**Action item**.
From the line containing "Target: grey pigeon" down to the line containing "Target: rocky slope" in the records below, reproduce every line exactly, ends included, and omit all others.

**Source information**.
──────────

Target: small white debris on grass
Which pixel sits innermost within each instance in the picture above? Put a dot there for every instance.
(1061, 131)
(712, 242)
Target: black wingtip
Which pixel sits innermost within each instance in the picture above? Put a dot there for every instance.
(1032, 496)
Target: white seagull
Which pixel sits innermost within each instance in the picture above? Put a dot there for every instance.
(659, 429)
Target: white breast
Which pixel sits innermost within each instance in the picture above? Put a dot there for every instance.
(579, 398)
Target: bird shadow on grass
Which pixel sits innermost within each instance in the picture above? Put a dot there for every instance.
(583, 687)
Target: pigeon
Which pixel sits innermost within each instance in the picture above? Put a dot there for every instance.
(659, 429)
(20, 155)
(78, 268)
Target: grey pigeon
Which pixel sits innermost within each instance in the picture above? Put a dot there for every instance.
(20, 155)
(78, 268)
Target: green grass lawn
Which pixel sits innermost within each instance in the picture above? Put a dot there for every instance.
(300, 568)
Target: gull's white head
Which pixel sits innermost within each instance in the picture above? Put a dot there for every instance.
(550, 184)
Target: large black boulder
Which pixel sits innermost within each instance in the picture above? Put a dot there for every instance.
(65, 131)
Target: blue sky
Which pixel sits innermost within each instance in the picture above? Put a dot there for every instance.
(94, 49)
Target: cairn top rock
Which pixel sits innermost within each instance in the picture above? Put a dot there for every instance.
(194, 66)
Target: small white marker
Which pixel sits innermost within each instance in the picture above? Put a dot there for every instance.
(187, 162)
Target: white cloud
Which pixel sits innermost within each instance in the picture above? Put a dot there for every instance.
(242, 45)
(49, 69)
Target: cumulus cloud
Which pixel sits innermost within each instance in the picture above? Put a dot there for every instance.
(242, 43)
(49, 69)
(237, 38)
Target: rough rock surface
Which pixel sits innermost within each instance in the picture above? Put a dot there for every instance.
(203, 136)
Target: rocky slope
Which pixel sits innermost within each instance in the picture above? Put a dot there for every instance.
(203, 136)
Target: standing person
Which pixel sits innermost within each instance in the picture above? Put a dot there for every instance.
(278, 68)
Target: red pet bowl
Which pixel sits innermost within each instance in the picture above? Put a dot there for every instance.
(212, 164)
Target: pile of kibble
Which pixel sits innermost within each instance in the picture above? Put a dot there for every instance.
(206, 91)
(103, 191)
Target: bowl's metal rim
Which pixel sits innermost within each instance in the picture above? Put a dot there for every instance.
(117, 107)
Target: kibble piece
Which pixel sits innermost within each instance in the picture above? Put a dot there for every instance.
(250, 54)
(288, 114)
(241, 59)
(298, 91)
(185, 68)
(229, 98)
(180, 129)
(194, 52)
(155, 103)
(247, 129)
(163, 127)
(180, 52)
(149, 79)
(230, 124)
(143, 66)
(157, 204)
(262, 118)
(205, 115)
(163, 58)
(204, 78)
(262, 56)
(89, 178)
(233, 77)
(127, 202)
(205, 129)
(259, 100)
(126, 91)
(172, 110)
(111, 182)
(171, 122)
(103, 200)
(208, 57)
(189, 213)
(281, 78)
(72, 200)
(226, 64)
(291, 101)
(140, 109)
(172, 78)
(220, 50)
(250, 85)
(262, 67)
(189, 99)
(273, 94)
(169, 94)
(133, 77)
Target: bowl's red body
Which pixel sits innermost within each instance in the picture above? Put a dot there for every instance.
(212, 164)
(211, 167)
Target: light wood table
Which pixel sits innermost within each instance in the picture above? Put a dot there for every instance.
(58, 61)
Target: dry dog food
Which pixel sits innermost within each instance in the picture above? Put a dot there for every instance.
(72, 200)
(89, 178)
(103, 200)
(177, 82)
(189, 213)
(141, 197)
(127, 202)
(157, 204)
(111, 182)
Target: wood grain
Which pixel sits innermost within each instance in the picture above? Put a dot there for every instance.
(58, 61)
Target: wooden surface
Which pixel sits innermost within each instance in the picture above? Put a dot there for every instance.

──────────

**Exercise result**.
Target: grey pigeon
Which pixel sits innermost within each instance in the picture above? Put a dot there for every instance.
(20, 155)
(78, 268)
Target: green grass lawn
Which pixel sits innermost within each instance in the picture above? Put a dot there for every instance.
(300, 568)
Target: gull's white head
Which pixel sits innermost within each instance in the picture above? Put a dot there for every instance.
(550, 184)
Target: large black boulder
Which pixel sits innermost within each instance in the picture above? Put a dot there for every instance.
(65, 131)
Target: blue sky
Which pixel sits innermost within each instance in the picture above? Put a dot there for every instance.
(94, 49)
Target: cairn top rock
Which pixel sits innermost within each instance in the picture above? Put a dot there for every instance.
(194, 66)
Target: small white marker
Which pixel sits innermost within each instance in the picture above? Put a dot there for every instance.
(187, 162)
Target: white cloud
Which pixel sits innermost within each instance in the picture above? Put a dot there for every instance.
(242, 45)
(49, 69)
Target: cumulus cloud
Which pixel sits innermost within each instance in the picture above? Put a dot there for every instance.
(242, 43)
(49, 69)
(237, 38)
Target: rough rock surface
Which pixel sits innermost within each instance in the picture above? Put a dot there for every instance.
(203, 136)
Target: rocky slope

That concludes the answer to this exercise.